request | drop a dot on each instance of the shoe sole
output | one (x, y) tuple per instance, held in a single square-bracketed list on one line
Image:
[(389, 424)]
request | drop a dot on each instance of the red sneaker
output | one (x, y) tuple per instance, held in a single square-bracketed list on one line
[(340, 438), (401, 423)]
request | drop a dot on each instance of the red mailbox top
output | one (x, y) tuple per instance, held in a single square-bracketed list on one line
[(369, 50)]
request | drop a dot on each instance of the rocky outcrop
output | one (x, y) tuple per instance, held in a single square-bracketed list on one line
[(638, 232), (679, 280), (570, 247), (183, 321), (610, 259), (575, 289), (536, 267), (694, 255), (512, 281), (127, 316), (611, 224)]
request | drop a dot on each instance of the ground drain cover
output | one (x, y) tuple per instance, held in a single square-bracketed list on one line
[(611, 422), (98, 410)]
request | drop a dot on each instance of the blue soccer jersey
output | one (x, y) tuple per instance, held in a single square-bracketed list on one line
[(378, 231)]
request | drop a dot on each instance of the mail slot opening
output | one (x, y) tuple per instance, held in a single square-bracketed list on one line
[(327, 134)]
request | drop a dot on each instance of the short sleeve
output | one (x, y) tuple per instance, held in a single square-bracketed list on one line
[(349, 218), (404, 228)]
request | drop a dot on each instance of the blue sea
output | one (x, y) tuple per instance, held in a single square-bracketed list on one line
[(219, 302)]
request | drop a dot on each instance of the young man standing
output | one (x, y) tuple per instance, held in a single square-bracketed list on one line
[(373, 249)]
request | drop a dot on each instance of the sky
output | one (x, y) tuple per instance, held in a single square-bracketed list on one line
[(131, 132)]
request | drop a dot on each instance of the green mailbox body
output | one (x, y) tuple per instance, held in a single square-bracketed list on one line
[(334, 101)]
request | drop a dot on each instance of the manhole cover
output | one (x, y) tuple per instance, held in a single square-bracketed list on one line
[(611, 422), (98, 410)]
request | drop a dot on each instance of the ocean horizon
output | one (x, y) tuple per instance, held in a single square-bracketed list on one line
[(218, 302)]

+ + + + +

**Work to complete:** Please rewrite all of the data above, replacing "drop a dot" with "place a marker" everywhere it occurs and leaving everything else unchanged.

**Output for this task:**
request | place a marker on each instance of the shoe sole
output | one (x, y) tuple per instance, held in a single square-bracketed list on one line
Image:
[(389, 424)]
request | place a marker on each instance of the red sneaker
output | one (x, y) tuple per instance, held in a single square-bracketed list on one line
[(340, 438), (401, 423)]
request | place a marker on each instance of the red mailbox top
output | one (x, y) tuple per instance, held in a single square-bracketed list on one line
[(369, 50)]
request | place a marker on each instance of the rocky outcrop
output | one (x, y) tuple per instance, held in a single square-bracketed list on one line
[(638, 232), (679, 280), (570, 247), (183, 321), (610, 259), (575, 289), (536, 267), (694, 255), (512, 281), (127, 316), (611, 224)]
request | place a marker on each instance of the ground drain cover
output | one (x, y) tuple per instance, held in a single square-bracketed list on one line
[(611, 422), (98, 410)]
request | place a marker on each instance of the blue soccer jersey
output | one (x, y) tuple per instance, held in a single square-bracketed list on one line
[(378, 231)]
request | place a marker on each instance of the mail slot opening
output | one (x, y) tuple per instance, held in a single square-bracketed list on one line
[(327, 134)]
request | place a marker on each instance of the short sleeve
output | one (x, y) tuple per instance, held in a single square-bracketed list on one line
[(349, 218), (404, 228)]
request | place a marker on each instance of the blue sea
output | one (x, y) tuple per instance, held in a single square-bracketed list on one line
[(219, 302)]
request | place a marker on each instance of the young man standing
output | one (x, y) tuple per instance, held in a single square-bracketed list on one line
[(373, 249)]
request | place a marker on each instance of the sky
output | one (x, y) tuple per instance, held in a single square-bracketed list on one line
[(131, 132)]
request | place a marker on each instance of the green mailbox body
output | one (x, y) tuple per instance, held in a single square-bracketed list on one line
[(334, 101)]
request | place a marker on each instance of the manhole cover
output | one (x, y) tuple per instance, held in a single square-bracketed list on one line
[(611, 422), (98, 410)]
request | place a marker on each instance of the ocean horizon
output | one (x, y) tuple per instance, held in a single square-bracketed list on one line
[(218, 302)]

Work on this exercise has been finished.